REQUIREMENT: Within the listing below, the lines to output run from the one containing "Drop a marker on the sea, one" through the one containing "Drop a marker on the horse's neck, one"; copy them exactly and nothing else.
====================
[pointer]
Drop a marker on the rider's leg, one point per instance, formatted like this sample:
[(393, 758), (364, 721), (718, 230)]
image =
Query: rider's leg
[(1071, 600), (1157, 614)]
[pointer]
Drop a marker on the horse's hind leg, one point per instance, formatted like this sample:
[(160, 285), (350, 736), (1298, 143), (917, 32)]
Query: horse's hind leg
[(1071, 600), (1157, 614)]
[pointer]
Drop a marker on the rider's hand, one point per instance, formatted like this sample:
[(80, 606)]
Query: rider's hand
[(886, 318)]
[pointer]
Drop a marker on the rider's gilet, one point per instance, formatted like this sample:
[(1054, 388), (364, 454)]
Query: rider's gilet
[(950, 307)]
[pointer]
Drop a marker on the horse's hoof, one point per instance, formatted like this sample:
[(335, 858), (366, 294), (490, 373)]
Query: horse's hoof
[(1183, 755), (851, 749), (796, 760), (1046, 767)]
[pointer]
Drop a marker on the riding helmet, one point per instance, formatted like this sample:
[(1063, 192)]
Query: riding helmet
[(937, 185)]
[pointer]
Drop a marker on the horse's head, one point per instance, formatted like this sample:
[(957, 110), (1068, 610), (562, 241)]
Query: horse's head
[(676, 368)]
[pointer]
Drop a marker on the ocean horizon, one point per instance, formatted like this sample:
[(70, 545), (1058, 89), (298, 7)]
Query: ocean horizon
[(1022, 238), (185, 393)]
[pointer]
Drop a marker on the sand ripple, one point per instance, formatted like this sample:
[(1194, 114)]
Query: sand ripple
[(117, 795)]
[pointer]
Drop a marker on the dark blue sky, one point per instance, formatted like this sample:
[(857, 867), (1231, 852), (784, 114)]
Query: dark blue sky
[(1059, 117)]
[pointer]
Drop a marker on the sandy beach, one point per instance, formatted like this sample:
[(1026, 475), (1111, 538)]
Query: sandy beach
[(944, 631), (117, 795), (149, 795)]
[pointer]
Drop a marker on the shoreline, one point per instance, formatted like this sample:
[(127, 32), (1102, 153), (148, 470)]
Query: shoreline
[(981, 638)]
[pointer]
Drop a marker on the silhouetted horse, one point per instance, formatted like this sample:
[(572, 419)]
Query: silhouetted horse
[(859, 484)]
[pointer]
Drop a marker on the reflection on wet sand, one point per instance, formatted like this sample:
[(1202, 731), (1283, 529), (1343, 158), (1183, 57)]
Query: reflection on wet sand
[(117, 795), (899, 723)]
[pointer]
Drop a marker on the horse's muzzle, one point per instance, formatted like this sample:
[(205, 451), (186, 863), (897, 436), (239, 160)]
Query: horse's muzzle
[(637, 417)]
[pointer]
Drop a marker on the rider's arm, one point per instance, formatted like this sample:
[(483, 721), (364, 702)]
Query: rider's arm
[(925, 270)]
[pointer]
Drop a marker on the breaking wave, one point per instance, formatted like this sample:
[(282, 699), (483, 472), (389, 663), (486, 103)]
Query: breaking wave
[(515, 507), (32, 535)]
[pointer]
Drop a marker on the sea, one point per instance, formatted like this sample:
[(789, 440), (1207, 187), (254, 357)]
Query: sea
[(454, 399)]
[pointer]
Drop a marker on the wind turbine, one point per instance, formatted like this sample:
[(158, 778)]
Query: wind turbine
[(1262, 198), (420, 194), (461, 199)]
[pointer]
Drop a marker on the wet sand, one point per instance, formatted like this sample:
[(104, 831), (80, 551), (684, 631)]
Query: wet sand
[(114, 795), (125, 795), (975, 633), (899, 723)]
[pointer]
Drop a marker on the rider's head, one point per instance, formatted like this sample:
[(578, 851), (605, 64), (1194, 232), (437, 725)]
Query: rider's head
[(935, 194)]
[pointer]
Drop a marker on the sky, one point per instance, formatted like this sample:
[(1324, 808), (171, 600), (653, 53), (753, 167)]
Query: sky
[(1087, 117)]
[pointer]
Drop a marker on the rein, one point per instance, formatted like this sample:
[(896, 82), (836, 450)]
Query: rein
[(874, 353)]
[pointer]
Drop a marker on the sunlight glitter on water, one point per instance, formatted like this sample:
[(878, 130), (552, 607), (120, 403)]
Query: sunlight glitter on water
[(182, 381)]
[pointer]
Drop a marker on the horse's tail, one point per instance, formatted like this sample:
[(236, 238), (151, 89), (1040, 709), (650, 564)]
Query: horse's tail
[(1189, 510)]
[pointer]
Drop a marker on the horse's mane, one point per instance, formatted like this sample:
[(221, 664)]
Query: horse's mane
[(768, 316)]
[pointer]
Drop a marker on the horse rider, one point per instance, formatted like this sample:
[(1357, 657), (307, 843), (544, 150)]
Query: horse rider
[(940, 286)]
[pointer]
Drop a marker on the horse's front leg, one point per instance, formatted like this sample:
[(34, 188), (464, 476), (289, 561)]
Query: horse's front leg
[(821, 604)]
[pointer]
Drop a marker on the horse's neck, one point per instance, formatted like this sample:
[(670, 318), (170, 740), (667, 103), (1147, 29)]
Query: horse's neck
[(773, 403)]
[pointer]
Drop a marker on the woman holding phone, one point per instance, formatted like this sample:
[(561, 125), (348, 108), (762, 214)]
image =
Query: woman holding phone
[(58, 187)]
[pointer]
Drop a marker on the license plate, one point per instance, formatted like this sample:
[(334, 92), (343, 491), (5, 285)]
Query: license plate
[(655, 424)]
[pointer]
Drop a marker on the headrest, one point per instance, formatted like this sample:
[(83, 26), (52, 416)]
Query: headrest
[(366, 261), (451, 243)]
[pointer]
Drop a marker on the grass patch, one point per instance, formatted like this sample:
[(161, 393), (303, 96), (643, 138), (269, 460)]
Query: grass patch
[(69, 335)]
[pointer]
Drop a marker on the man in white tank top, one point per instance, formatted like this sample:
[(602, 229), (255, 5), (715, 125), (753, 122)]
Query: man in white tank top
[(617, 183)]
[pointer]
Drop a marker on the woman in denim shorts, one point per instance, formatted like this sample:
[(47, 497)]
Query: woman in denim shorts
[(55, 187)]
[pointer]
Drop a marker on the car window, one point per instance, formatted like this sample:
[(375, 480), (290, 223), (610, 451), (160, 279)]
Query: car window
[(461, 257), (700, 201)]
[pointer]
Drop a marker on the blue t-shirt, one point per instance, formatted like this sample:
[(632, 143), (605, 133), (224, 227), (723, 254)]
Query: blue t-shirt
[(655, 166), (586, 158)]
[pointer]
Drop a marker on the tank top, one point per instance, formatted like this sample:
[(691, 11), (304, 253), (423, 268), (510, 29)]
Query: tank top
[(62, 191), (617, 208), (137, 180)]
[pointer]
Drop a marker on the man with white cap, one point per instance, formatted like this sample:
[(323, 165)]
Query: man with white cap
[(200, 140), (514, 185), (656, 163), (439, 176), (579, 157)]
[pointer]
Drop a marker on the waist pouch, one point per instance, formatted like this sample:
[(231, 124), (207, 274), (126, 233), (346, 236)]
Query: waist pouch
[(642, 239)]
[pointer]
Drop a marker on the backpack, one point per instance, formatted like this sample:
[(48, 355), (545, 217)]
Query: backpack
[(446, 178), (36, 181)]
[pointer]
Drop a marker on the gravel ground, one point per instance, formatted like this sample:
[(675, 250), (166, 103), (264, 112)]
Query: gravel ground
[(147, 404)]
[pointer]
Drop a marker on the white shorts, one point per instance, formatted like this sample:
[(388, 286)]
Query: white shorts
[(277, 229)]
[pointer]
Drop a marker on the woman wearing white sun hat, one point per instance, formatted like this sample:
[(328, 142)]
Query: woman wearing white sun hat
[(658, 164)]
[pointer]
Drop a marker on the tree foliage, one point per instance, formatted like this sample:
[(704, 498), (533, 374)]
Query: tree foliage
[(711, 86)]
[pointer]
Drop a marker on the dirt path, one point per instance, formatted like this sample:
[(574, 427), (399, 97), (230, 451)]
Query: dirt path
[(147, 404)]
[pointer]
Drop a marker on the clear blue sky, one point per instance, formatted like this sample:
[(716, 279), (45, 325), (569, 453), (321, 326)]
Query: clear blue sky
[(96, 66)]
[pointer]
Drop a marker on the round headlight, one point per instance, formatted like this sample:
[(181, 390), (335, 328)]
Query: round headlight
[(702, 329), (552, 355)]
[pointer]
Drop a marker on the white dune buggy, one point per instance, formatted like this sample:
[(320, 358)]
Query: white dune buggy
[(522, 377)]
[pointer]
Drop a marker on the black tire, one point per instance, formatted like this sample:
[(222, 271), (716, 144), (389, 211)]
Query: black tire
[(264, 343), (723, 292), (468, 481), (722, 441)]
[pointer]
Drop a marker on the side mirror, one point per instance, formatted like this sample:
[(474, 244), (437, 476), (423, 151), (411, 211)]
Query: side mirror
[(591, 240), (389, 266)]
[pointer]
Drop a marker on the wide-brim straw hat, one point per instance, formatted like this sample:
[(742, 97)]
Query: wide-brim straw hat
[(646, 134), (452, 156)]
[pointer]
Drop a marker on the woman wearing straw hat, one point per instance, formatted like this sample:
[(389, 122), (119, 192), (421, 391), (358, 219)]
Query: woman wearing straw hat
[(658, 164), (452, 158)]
====================
SOLUTION TO THIS TASK:
Drop a marker on the sea, one point per instance, formatted like this sample:
[(789, 440), (1207, 187), (254, 357)]
Query: sea
[(454, 399)]
[pointer]
Drop a marker on the wind turbine, one point per instance, formatted like this sample:
[(158, 778)]
Query: wind turbine
[(1262, 198), (420, 194), (461, 199)]
[pointer]
Drop a marker on the wet sand, one point per instance, formatted like this sample:
[(104, 831), (80, 551), (684, 631)]
Query: wet sand
[(114, 795), (125, 795), (975, 633), (899, 723)]
[pointer]
Drop a marker on the rider's head, one point per instance, formatted like this sample:
[(578, 851), (605, 64), (1194, 232), (437, 725)]
Query: rider's head
[(935, 194)]
[pointer]
Drop a marker on the sky, one point per instance, formatted like this sample:
[(1324, 808), (171, 600), (653, 53), (753, 167)]
Query: sky
[(1087, 117)]
[pointer]
Drop a marker on the rein, one point per instance, formatted like this sample:
[(896, 82), (836, 450)]
Query: rein
[(874, 353)]
[pointer]
Drop a marker on the sunlight glitter on water, one point per instance, formatted like this sample:
[(878, 130), (552, 607), (120, 403)]
Query: sunlight glitter on water
[(182, 381)]
[pointer]
Drop a marker on the horse's tail, one point per instance, formatted like this sample:
[(236, 238), (151, 89), (1040, 709), (650, 564)]
Query: horse's tail
[(1189, 510)]
[pointer]
Drop a marker on the horse's mane, one point per instance, formatted like this sample:
[(221, 664)]
Query: horse's mane
[(768, 316)]
[pointer]
Drop a marker on the horse rider, one point per instance, formatted like this sample:
[(1357, 657), (307, 843), (544, 150)]
Query: horse rider
[(940, 286)]
[pointer]
Drop a marker on the horse's front leg, one point per instance, formatted like this sample:
[(34, 188), (464, 476), (289, 561)]
Query: horse's front leg
[(821, 604)]
[pointer]
Drop a marker on the horse's neck, one point per instance, formatted like this sample:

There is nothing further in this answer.